• **Task to carry out**: Extract each line of the data below exactly as written.

** begin Supplied material **

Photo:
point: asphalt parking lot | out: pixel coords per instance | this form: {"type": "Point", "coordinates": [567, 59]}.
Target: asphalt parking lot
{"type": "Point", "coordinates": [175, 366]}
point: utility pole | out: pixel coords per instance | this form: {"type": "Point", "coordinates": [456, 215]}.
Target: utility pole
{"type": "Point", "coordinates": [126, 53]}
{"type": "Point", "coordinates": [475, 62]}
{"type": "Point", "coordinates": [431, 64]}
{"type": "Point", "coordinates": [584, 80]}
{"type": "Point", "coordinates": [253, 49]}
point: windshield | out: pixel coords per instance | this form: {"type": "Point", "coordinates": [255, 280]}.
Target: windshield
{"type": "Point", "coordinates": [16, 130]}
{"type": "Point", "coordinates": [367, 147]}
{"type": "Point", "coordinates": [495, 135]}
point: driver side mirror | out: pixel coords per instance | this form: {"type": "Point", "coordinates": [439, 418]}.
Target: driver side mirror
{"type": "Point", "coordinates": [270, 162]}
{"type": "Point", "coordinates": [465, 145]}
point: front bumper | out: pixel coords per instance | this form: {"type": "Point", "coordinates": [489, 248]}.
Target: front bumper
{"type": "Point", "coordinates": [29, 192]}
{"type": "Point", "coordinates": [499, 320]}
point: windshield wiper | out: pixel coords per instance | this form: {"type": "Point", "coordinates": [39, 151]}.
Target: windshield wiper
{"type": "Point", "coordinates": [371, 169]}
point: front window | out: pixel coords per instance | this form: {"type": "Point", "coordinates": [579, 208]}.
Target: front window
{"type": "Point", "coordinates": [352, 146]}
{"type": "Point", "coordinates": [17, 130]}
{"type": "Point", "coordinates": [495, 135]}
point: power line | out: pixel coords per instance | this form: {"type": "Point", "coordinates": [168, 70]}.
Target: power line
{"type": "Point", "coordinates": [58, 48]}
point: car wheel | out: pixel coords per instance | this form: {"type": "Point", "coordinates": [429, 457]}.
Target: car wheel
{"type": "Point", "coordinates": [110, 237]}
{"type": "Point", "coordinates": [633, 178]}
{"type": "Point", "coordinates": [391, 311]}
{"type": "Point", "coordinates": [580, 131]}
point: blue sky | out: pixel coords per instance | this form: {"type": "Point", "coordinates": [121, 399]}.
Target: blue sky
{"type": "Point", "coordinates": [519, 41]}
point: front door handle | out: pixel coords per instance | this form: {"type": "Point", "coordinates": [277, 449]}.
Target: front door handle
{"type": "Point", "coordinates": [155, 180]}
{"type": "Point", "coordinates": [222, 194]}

** end Supplied material **

• **The reply**:
Photo:
point: asphalt parking lot | out: pixel coords per instance | this form: {"type": "Point", "coordinates": [567, 59]}.
Target: asphalt parking lot
{"type": "Point", "coordinates": [175, 366]}
point: utility pole | out: pixel coords per instance | this form: {"type": "Point", "coordinates": [456, 215]}.
Target: utility pole
{"type": "Point", "coordinates": [126, 53]}
{"type": "Point", "coordinates": [475, 62]}
{"type": "Point", "coordinates": [431, 64]}
{"type": "Point", "coordinates": [584, 80]}
{"type": "Point", "coordinates": [253, 49]}
point: windshield | out: pixel coords per instance | this form: {"type": "Point", "coordinates": [255, 280]}.
Target: windshield
{"type": "Point", "coordinates": [16, 130]}
{"type": "Point", "coordinates": [367, 147]}
{"type": "Point", "coordinates": [495, 135]}
point: driver side mirror | out: pixel coords per instance | this form: {"type": "Point", "coordinates": [439, 418]}.
Target: driver side mirror
{"type": "Point", "coordinates": [270, 162]}
{"type": "Point", "coordinates": [465, 145]}
point: front bumper | out: pixel coords per instance | this form: {"type": "Point", "coordinates": [489, 248]}.
Target: front bumper
{"type": "Point", "coordinates": [29, 192]}
{"type": "Point", "coordinates": [499, 320]}
point: windshield wiper | out: pixel coords per instance | this form: {"type": "Point", "coordinates": [39, 151]}.
Target: windshield wiper
{"type": "Point", "coordinates": [371, 169]}
point: front window | out: pixel coords per instance | this form: {"type": "Point", "coordinates": [579, 208]}.
Target: front window
{"type": "Point", "coordinates": [352, 146]}
{"type": "Point", "coordinates": [17, 130]}
{"type": "Point", "coordinates": [495, 135]}
point: power line | out: pixel coords per instance | this form: {"type": "Point", "coordinates": [168, 70]}.
Target: power line
{"type": "Point", "coordinates": [58, 48]}
point: car wheel | out: pixel coords per instance | this form: {"type": "Point", "coordinates": [429, 457]}.
Target: car wheel
{"type": "Point", "coordinates": [110, 237]}
{"type": "Point", "coordinates": [633, 178]}
{"type": "Point", "coordinates": [391, 311]}
{"type": "Point", "coordinates": [580, 131]}
point: blue sky | out: pixel coords per instance | this form: {"type": "Point", "coordinates": [121, 399]}.
Target: blue sky
{"type": "Point", "coordinates": [519, 41]}
point: front door handle | out: pixel coords per instance | this form: {"type": "Point", "coordinates": [277, 449]}.
Target: front door handle
{"type": "Point", "coordinates": [155, 180]}
{"type": "Point", "coordinates": [222, 194]}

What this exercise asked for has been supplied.